| Objective |
Update all of the material by changing every "jacket" to "blazer" and leaving everything else untouched. Leave the pictures out of your answer.
### Records shown
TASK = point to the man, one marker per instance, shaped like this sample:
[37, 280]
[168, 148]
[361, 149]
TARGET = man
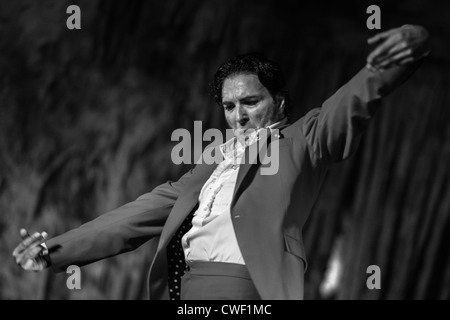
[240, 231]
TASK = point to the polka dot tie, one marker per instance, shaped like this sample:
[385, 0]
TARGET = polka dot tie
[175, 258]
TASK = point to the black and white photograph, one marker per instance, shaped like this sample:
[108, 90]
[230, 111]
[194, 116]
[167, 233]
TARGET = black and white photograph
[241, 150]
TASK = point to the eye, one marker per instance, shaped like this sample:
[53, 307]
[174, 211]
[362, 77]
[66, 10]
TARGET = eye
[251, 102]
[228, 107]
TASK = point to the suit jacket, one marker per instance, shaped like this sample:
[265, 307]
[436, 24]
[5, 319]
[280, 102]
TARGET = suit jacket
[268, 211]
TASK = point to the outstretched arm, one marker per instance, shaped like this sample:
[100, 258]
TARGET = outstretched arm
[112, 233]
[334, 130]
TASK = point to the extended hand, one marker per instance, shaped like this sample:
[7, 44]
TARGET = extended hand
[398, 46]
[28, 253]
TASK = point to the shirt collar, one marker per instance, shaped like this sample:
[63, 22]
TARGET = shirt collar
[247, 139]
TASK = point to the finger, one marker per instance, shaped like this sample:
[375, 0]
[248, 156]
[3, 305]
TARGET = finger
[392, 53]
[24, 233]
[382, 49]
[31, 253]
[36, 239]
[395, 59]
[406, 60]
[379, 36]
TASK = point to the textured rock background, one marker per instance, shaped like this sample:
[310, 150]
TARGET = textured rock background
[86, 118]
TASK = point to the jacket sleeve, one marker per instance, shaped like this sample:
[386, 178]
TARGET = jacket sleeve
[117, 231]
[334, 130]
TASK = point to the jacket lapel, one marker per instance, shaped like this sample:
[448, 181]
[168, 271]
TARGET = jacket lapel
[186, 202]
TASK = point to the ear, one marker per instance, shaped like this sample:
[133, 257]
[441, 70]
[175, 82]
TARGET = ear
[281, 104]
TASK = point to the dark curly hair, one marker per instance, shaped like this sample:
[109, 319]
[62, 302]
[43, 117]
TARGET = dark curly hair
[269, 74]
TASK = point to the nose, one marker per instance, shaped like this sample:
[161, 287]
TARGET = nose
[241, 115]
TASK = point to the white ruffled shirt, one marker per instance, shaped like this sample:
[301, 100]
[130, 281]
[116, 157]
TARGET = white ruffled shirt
######
| Full output |
TASK = point to the man, one marker per instance, shaped like this sample:
[37, 280]
[168, 148]
[361, 149]
TARGET = man
[240, 231]
TASK = point to the polka dot tie, one marker per instance, shaped like this sample:
[385, 0]
TARGET = polka dot tie
[175, 258]
TASK = point to the black and white photograph, one marker per instance, shaped like this sample:
[108, 90]
[230, 111]
[194, 116]
[167, 233]
TARGET = black and white photograph
[241, 150]
TASK = point to the eye, one marker per instance, shaped like this sample:
[53, 307]
[174, 211]
[362, 77]
[66, 10]
TARGET = eye
[251, 102]
[228, 107]
TASK = point to the suit blazer, one marker per instance, shaped like this sample:
[265, 307]
[436, 24]
[5, 319]
[280, 102]
TARGET = suit blazer
[268, 211]
TASK = point to the outstretched arm, one marker per instance, shaped like this sample:
[100, 258]
TARGET = outstretched arm
[112, 233]
[334, 130]
TASK = point to the extended hand, one marker per instance, shaped like this sample:
[7, 44]
TARGET = extended hand
[398, 46]
[28, 253]
TASK = point to the shirt collar, one marker per instance, shaped like this sample:
[63, 22]
TARGET = shirt collar
[247, 139]
TASK = point to the finger, one marker per instance, shaped like this sample:
[375, 0]
[248, 156]
[3, 305]
TARGET = finger
[392, 53]
[24, 233]
[382, 49]
[31, 253]
[36, 239]
[395, 59]
[406, 60]
[379, 36]
TASK = point to the textured rock background, one marker per instance, shaped like this sample:
[310, 150]
TARGET = textured rock background
[86, 118]
TASK = point to the blazer sleeve, one marker per instance, shaped like this sample:
[386, 178]
TARGET = blazer sleeve
[117, 231]
[334, 130]
TASK = point to the blazer lapel, one marker per instance, shaped like this sample:
[448, 181]
[168, 271]
TARGET = blazer lapel
[186, 202]
TASK = point to the ear, one marker per instance, shaped like this sample:
[133, 257]
[441, 70]
[175, 82]
TARGET = ear
[281, 104]
TASK = point to the dark curly hair, one marker per instance, shaped like this sample:
[109, 319]
[62, 302]
[43, 117]
TARGET = dark curly hair
[269, 74]
TASK = point to the nose, one marker per instance, shaped like this sample:
[161, 287]
TARGET = nose
[241, 115]
TASK = point to the white ruffled shirt, one marker per instance, shaped like this sample:
[301, 100]
[130, 281]
[116, 157]
TARGET = white ruffled shirt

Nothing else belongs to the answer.